- _PASSAGE TO READ_
::::::
About forty years ago, Ferdinand Marcos declared Martial Law. The republic died. Perhaps it was already dying, and the sounding of the knell of martial law was all that was needed to pronounce it dead. Democracy died like it always does. People agree to it. Just ask Hitler, and Germany. And so it was with the Philippines. Democracy died because people bowed their heads, and nodded.
The thing about democracy and society is that death like comic book story dead is never permanent. It comes back like a phoenix reborn with new life, and new purpose. And so the story goes– democracy was reborn in 1986 when a housewife took over the powers of a dictatorship. Corazon Aquino was, technically, a dictator for 18 months, and she transferred all that awesome power back to the people when a new constitution ushered in a new republic. Democracy reborn.
And so the story goes. Ramos became president, and built on the gains that the First Aquino Presidency built upon. When Joseph Estrada took office, the new chapter promised renewed hope for a people seeking the material gains of a democracy. So Popularism was on the rise. The abbreviated Estrada presidency and the rise of Gloria Macapagal-Arroyo ushered in a different era. Perhaps, it was not so surprising that that ascendancy of Gloria Arroyo coincided with an era that fear and anger seemed to spread all over the world. Perhaps, it could have been different, yet for whatever it was the nine years in office seemed to have compounded the problem for the Philippines, rather than alleviate it.
“Democracy is already in the recovery room as of May 2010,” Deputy Press Secretary Abigail Valte once remarked when former Chief Justice Renato Puno was all a raging about Charter Change. And it has. And it is. We can see the change all around us. It is not surprising that the Office of the President has received high marks on its anti-corruption campaign, and its campaign for Daan na Matuwid (The Straight Road). The nation has taken so many positive steps since May 2010. The economy is picking up. Changes in education, in healthcare and so many things are afoot. And yet, with the passage of the cybercrime law, how can we not be reminded that beneath all these changes lurks greater systemic damage?
For all the gains made in 2010, it isn’t surprising that the greater systemic problems remain. If the recent Cybercrime Law is any indication, we have a legislature that, for the most part, seem trapped in the habits of the past.
::::::
Condense the paragraph of the essay on Philippine democracy that opens with "The thing about democracy and society" into a shorter version that keeps its main facts.

(Region pointing data)
::::::
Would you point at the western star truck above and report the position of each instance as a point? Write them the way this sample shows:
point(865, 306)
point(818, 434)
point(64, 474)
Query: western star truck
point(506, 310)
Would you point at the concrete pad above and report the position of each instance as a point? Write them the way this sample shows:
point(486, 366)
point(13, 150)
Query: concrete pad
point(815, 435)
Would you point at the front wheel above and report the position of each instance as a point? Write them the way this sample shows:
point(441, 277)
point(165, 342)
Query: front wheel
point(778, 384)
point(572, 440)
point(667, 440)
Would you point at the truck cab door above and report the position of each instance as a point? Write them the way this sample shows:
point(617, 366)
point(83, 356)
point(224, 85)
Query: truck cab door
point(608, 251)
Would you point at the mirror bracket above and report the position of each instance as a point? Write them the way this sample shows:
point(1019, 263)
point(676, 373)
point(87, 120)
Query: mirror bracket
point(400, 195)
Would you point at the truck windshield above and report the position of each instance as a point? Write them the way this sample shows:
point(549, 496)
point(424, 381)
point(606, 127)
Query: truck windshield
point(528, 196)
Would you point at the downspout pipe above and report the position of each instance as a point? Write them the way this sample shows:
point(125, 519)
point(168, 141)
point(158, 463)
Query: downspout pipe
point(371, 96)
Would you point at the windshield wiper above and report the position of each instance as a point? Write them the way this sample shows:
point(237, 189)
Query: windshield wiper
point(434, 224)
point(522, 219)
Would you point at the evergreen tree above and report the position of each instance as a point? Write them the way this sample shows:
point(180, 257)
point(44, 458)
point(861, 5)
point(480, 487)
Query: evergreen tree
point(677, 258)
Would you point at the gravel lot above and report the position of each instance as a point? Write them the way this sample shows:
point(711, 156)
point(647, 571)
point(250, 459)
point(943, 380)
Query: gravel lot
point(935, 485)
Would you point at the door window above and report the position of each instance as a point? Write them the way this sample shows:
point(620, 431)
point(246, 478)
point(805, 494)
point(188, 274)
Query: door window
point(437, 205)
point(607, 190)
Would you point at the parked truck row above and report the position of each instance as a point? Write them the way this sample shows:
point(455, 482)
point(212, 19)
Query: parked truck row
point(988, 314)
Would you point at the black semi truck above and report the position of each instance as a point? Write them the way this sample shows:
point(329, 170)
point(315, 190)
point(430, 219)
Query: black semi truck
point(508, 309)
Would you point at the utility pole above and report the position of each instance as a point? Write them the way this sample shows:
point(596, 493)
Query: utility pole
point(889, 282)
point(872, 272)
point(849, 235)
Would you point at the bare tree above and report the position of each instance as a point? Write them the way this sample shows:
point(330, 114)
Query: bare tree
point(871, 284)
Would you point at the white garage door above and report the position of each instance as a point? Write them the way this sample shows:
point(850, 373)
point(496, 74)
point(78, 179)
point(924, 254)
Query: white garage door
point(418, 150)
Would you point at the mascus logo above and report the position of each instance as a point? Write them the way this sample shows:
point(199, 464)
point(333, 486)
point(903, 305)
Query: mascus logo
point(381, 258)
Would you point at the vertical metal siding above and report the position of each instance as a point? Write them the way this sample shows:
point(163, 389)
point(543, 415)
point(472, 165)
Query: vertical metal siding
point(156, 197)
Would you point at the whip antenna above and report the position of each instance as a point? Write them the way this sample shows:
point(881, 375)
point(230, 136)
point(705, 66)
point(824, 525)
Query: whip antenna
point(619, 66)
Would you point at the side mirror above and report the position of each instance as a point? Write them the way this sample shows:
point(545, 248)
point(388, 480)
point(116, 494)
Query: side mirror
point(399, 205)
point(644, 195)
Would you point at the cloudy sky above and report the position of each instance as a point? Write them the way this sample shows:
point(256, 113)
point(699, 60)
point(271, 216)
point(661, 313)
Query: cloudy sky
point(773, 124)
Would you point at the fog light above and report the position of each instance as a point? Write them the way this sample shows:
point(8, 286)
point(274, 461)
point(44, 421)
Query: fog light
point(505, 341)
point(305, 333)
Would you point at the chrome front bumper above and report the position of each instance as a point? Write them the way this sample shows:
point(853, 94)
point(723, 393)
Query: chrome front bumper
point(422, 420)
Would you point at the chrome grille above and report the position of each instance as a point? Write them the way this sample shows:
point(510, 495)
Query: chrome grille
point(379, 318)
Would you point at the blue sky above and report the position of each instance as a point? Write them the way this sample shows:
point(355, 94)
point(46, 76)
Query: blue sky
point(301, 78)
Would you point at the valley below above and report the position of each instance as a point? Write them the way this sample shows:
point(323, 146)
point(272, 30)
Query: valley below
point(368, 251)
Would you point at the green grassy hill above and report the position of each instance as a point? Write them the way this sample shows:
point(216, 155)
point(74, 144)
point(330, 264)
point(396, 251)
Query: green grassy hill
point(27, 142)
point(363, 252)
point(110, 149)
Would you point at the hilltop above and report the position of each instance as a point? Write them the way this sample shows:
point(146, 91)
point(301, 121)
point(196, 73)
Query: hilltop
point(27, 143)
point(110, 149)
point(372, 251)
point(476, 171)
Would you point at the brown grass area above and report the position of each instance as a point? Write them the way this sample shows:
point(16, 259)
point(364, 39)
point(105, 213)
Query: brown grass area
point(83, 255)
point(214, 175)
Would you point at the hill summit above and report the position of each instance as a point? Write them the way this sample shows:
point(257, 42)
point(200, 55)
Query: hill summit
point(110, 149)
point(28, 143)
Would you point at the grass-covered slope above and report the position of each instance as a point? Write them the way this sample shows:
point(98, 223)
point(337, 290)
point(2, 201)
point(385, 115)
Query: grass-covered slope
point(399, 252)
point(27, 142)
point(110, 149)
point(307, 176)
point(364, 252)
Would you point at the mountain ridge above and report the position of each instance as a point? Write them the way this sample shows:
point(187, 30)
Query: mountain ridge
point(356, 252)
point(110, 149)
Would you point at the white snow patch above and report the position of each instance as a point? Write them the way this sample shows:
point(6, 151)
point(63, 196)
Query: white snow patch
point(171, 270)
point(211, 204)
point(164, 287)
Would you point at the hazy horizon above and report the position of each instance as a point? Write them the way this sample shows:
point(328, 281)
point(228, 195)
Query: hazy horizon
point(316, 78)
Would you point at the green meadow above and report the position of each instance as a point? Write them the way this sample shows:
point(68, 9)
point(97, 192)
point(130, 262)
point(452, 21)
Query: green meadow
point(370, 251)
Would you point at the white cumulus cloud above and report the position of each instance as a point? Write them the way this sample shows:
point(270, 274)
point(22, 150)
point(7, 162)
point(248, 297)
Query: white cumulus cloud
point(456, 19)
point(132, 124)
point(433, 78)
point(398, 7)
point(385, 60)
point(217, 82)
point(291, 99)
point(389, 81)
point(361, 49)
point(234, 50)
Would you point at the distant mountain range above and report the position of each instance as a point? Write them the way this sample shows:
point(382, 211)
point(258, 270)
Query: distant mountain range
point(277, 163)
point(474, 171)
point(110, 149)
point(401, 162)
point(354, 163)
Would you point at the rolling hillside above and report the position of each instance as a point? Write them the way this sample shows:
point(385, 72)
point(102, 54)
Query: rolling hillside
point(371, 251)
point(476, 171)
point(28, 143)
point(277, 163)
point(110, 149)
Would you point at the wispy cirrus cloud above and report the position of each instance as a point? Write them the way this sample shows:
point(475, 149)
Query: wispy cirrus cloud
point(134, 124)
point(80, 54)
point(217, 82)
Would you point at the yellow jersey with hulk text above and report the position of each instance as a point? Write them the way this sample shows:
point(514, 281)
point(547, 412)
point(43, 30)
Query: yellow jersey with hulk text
::::::
- _RESPONSE TO THE TASK_
Like a comic book death, the death of democracy is never permanent; it returns like a phoenix with new life and purpose. In 1986 democracy was reborn when a housewife, Corazon Aquino, took over a dictatorship's powers. She was technically a dictator for 18 months, then handed that power back to the people when a new constitution brought in a new republic.